** Material for this task follows **

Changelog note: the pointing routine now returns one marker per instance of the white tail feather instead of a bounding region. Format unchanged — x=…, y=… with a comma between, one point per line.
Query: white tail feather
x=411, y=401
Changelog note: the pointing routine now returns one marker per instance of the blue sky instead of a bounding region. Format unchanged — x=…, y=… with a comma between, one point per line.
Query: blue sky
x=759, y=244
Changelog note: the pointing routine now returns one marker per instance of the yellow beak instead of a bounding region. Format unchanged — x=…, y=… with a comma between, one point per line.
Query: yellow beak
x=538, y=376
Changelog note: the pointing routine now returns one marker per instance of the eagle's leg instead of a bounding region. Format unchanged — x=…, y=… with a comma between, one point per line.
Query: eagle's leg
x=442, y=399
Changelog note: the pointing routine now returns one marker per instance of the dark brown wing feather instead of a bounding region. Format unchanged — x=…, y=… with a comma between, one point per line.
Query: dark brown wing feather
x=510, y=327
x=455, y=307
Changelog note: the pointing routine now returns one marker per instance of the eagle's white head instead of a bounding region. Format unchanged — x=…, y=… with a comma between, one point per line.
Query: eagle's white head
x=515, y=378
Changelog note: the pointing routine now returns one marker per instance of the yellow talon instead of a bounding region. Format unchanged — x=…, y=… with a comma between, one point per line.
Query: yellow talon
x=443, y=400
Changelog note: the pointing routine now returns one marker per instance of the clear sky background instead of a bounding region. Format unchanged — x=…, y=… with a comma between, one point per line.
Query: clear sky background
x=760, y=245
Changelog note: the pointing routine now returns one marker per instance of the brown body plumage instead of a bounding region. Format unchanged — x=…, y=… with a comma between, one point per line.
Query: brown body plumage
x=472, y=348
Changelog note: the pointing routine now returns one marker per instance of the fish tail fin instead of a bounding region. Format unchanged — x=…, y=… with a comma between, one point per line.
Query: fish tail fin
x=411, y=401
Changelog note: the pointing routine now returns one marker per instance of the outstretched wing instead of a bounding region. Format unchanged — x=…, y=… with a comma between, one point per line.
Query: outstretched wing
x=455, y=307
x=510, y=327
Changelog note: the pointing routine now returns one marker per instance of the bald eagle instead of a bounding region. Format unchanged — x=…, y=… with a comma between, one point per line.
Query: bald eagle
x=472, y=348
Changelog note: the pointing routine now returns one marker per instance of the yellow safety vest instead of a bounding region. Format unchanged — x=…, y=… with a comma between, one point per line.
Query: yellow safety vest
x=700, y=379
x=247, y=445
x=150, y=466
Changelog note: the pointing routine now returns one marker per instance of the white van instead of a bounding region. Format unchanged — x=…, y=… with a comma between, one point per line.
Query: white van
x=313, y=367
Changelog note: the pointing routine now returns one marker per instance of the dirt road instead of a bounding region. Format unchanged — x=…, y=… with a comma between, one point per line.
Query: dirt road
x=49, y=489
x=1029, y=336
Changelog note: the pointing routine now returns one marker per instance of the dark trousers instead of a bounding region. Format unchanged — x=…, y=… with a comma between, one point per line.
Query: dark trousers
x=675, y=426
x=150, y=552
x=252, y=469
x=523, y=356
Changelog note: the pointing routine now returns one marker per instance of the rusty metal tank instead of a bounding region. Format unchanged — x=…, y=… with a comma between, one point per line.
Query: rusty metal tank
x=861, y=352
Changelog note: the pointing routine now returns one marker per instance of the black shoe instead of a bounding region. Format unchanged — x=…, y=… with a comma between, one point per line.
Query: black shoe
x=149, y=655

** End of Material for this task **
** Material for this task follows **

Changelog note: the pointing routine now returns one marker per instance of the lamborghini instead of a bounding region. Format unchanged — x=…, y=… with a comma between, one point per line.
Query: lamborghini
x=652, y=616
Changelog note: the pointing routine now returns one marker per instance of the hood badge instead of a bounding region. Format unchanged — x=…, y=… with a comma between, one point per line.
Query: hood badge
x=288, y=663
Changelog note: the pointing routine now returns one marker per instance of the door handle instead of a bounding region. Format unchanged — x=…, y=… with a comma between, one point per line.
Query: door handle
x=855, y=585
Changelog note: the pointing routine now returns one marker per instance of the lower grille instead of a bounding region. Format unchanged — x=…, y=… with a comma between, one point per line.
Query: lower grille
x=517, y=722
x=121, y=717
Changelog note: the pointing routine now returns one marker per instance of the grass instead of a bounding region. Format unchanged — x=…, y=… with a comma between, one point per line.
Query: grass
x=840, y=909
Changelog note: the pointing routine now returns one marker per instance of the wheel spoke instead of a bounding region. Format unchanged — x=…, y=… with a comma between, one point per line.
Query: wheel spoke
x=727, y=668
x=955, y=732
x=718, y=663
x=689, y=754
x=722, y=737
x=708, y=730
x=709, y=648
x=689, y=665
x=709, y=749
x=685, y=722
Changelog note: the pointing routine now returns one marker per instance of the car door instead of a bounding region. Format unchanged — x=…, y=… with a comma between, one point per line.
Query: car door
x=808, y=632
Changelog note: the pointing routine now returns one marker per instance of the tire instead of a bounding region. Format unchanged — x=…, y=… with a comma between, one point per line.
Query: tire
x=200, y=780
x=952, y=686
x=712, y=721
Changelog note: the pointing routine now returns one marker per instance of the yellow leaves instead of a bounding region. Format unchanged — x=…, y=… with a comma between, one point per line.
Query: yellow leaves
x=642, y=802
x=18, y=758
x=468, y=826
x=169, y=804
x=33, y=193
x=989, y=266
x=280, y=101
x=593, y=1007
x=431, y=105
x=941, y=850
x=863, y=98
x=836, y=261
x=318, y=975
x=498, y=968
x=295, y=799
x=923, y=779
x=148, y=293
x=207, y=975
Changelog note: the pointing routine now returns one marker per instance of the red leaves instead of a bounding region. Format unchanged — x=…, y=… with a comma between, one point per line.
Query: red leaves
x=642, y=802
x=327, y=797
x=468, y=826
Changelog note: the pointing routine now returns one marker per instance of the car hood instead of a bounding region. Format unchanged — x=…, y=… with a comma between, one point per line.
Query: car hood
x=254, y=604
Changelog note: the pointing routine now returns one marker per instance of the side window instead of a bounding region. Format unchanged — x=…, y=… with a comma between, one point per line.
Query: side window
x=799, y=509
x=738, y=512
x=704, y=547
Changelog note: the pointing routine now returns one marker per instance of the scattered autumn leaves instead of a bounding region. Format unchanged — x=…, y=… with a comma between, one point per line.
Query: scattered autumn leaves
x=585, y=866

** End of Material for this task **

• [Task directions] Given the records above, reproduce precisely and only the lines between the line holding "of the door" and the line holding "the yellow leaves", inclusive.

• [Exercise result]
Changelog note: the pointing routine now returns one marker per instance of the door handle instead of a bounding region. Format unchanged — x=…, y=… with a comma between, one point per line.
Query: door handle
x=855, y=585
Changelog note: the pointing routine now returns one marker per instance of the lower grille instead of a bounding region. Format unchanged — x=…, y=… with a comma between, one point per line.
Query: lower grille
x=517, y=722
x=121, y=717
Changelog note: the pointing routine now returns one marker per instance of the grass instead of a bounding region. Format unchanged — x=…, y=… with a comma between, one point per line.
Query: grass
x=840, y=909
Changelog note: the pointing routine now returns one marker per instance of the wheel spoke instead of a bounding region. Format unchanged — x=…, y=… with a comma between, one point per line.
Query: wheel spoke
x=727, y=668
x=955, y=732
x=718, y=663
x=689, y=754
x=722, y=737
x=708, y=730
x=709, y=648
x=689, y=665
x=709, y=749
x=685, y=722
Changelog note: the pointing routine now returns one marker per instance of the car door instead of a bounding region. Format unchanged — x=…, y=… with a comma between, one point per line.
Query: car door
x=808, y=632
Changelog note: the pointing routine now returns one marker per instance of the tire instead of a bounding region. Format unchanged — x=…, y=… with a comma between, one point per line.
Query: tire
x=200, y=780
x=952, y=686
x=712, y=721
Changelog note: the pointing routine now returns one marker per instance of the yellow leaves instead of a bounding region. Format unchanged — x=…, y=… with a comma between, one point per line.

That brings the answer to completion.